Task details: Please transcribe, exactly and only, the lines of the records below from the one holding "Identify a point on each instance of the red rock" to the very end.

Material provided:
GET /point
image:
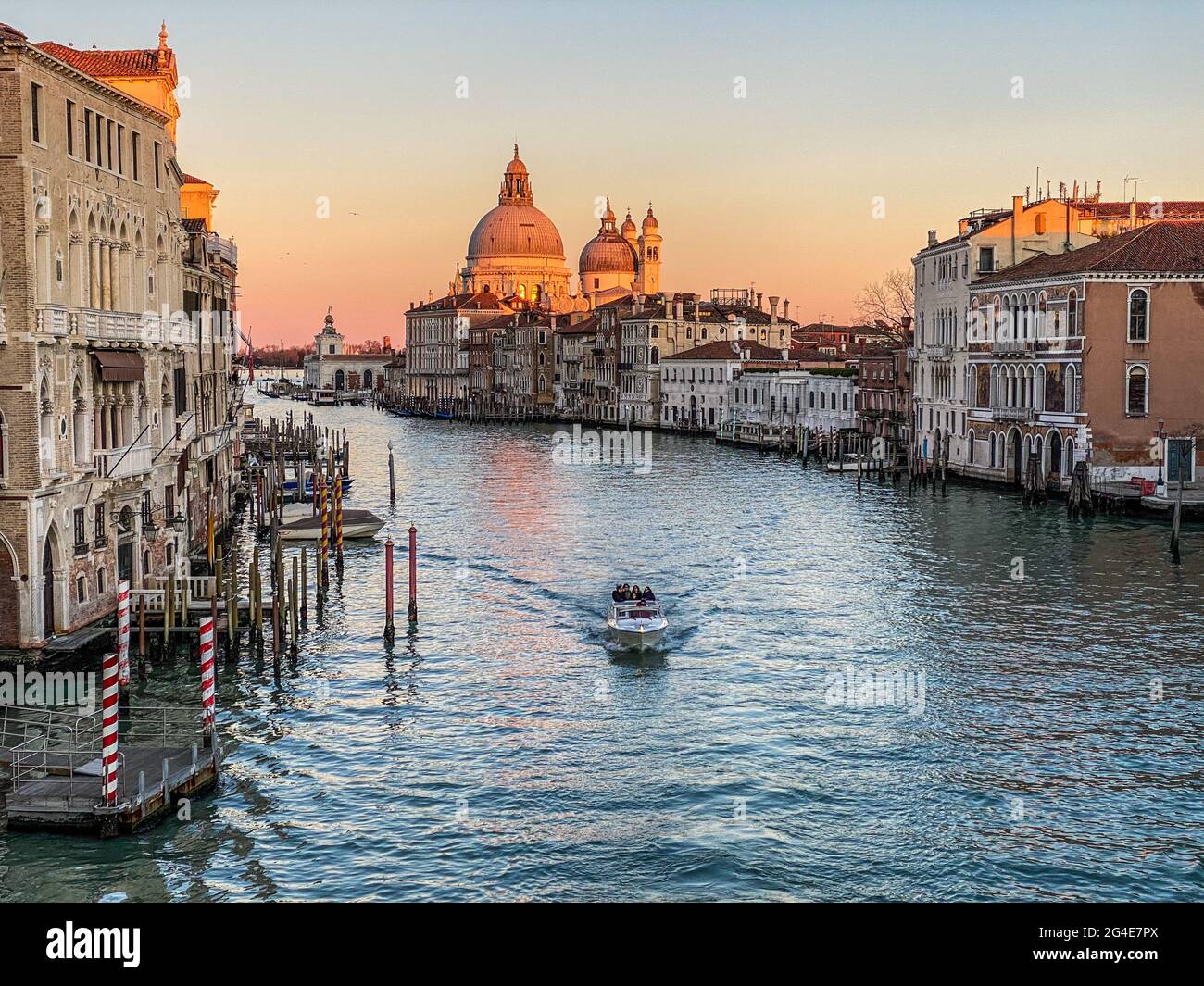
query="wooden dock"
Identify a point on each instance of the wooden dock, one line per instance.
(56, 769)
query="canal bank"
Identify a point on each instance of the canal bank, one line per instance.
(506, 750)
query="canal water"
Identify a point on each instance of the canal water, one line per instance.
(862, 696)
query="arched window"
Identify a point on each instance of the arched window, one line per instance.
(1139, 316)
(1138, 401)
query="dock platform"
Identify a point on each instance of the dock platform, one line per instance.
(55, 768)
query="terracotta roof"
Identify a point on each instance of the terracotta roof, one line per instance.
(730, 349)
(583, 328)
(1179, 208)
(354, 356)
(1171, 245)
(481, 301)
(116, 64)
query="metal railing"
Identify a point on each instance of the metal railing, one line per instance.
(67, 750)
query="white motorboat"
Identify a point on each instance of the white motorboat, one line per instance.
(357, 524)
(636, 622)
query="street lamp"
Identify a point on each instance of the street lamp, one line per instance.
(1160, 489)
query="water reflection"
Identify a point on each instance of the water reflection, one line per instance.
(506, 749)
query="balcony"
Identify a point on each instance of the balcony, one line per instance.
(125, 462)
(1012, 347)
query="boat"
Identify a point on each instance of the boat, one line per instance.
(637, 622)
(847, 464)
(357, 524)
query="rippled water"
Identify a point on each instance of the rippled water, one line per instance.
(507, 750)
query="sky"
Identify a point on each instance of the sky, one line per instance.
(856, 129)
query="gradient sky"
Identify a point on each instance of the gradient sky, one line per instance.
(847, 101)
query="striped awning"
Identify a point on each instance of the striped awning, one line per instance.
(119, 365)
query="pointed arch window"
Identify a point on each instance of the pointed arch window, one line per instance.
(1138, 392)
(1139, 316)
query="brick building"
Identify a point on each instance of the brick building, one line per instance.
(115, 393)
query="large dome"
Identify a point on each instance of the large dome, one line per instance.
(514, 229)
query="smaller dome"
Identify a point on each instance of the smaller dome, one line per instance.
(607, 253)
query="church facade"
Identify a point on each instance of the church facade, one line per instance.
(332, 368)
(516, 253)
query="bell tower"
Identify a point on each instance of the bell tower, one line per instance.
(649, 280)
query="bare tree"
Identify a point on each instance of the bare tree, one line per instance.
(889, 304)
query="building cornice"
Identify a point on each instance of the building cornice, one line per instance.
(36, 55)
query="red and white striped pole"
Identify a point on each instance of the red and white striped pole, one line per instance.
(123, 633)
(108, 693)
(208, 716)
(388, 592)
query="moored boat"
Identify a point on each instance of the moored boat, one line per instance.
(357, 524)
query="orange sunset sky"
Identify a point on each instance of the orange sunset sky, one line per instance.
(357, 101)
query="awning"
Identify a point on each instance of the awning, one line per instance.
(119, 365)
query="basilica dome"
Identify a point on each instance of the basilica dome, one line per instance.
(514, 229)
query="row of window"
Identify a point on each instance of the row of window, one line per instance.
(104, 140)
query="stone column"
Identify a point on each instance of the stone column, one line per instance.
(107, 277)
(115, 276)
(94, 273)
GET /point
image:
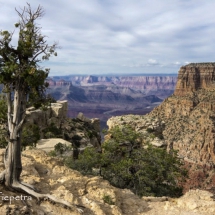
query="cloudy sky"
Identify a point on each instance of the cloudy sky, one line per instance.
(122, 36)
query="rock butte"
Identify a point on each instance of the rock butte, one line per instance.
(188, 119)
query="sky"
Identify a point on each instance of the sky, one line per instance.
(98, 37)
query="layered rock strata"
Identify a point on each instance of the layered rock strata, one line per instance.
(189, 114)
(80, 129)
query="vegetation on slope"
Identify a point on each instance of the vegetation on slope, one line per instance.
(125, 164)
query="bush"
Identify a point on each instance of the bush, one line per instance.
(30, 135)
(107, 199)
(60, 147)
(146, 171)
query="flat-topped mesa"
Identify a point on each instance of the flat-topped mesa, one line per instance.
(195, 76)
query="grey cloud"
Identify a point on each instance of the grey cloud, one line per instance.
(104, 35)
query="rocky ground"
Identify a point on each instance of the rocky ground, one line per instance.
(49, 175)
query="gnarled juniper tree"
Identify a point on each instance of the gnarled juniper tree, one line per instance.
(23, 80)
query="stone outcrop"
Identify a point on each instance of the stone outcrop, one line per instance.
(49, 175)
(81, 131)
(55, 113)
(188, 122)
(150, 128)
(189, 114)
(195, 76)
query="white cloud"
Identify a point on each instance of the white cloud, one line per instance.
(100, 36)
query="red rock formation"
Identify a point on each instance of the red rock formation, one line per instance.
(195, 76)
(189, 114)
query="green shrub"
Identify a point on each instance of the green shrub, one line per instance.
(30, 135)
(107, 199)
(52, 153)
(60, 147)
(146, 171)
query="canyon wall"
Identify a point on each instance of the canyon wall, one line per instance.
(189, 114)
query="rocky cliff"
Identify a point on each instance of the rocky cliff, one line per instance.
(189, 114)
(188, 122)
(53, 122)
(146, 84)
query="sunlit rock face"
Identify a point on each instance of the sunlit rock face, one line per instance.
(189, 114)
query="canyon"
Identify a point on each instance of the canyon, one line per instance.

Result:
Identify a point on each instance of the red rock formation, one line per instance.
(195, 76)
(189, 114)
query="green shrub"
Identify a point on each instance of the green shrub, one line per instance.
(30, 135)
(107, 199)
(52, 153)
(60, 147)
(146, 171)
query="canyon wall"
Identify a point on each instance of the canyon wall, one line per instance.
(189, 114)
query="rocky cliff"
Identify a point on each instance of the rocky cliff, one line per instance.
(189, 114)
(188, 122)
(53, 122)
(146, 84)
query="sunlit rock face"
Identify a point on each instance of the sunlit rock face, one line per instance.
(189, 114)
query="canyon"
Identify a point on each instance of the canyon, one line per instance.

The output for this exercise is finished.